begin Records for processing

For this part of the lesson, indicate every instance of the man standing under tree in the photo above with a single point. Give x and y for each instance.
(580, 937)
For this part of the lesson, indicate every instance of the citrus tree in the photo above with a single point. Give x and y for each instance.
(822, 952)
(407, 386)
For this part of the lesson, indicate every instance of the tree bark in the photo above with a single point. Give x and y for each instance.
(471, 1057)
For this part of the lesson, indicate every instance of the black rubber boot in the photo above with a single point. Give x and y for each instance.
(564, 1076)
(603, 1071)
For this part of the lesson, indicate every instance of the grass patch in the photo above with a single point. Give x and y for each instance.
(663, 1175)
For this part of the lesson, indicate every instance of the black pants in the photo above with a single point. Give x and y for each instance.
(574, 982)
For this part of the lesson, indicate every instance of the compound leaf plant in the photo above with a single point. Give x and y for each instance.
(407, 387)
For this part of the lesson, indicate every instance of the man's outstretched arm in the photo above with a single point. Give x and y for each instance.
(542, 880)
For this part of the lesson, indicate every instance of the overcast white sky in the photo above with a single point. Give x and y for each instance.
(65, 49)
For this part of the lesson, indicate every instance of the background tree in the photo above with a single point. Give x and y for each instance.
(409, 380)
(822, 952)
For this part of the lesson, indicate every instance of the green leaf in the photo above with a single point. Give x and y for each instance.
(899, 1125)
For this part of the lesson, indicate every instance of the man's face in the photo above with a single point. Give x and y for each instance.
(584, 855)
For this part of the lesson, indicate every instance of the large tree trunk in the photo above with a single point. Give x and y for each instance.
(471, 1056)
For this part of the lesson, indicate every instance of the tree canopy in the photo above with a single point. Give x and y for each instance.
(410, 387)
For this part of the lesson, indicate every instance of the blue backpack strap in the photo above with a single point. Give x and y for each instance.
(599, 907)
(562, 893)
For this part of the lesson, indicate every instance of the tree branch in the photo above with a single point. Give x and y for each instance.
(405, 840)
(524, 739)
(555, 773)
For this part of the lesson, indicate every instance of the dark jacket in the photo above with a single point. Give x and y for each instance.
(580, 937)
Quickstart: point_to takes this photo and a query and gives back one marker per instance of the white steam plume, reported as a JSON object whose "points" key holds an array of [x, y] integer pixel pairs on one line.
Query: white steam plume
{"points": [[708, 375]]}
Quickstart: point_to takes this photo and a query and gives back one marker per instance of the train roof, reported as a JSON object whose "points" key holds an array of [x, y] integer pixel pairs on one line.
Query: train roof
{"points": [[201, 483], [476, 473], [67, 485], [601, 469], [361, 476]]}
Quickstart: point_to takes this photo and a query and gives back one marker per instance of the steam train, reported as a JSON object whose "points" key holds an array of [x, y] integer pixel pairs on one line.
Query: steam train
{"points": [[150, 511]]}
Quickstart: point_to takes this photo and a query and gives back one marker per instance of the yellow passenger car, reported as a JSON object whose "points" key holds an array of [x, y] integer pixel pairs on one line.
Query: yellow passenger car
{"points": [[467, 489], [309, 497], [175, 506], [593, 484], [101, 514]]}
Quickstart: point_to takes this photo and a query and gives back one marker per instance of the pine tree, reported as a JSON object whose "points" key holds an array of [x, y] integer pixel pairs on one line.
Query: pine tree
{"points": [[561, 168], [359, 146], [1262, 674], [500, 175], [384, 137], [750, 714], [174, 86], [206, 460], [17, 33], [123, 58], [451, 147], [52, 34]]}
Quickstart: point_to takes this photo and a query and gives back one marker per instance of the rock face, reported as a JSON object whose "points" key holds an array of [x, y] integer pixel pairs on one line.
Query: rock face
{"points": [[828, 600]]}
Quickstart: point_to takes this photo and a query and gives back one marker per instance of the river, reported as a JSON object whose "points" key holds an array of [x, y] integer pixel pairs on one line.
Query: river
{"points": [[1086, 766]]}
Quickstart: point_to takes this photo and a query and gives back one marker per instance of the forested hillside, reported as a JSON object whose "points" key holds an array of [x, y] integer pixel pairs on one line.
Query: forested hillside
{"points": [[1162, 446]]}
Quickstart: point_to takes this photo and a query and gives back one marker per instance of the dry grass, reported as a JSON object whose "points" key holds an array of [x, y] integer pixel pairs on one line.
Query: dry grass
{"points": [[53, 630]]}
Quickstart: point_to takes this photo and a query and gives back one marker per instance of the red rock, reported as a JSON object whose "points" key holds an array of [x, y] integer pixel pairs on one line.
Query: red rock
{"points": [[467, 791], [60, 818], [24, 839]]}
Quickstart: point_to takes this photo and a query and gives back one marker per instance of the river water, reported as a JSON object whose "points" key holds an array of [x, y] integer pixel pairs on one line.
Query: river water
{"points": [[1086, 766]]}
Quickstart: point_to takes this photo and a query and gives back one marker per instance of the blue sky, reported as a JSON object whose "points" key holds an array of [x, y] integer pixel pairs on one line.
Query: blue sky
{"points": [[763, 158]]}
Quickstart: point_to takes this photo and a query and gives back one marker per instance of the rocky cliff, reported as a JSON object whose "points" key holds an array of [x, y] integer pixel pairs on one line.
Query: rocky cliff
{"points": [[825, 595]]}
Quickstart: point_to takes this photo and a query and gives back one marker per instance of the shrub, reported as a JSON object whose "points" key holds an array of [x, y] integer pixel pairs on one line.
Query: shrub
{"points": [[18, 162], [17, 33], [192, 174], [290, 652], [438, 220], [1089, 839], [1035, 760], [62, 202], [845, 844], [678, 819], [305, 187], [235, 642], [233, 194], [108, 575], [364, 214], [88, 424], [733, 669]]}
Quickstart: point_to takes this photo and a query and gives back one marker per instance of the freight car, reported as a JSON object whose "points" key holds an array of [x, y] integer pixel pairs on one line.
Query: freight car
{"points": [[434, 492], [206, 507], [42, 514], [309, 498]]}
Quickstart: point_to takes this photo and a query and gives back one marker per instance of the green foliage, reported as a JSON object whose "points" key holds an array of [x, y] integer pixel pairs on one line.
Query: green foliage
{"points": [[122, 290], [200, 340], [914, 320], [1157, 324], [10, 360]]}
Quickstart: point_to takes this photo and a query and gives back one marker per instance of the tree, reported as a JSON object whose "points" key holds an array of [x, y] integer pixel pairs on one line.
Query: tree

end Records for processing

Direction:
List the rows from the line containing "the man's face" through the line containing "(471, 1056)" as a numbered list, leaving out blank lines.

Task result:
1. For this part of the lesson, indicate every instance of the man's face in the photo above with a single point. Give x and y for each instance.
2. (584, 855)
3. For this part of the lesson, indicate every instance of the large tree trunk in the photo above with a single point. Give x and y for each instance.
4. (471, 1056)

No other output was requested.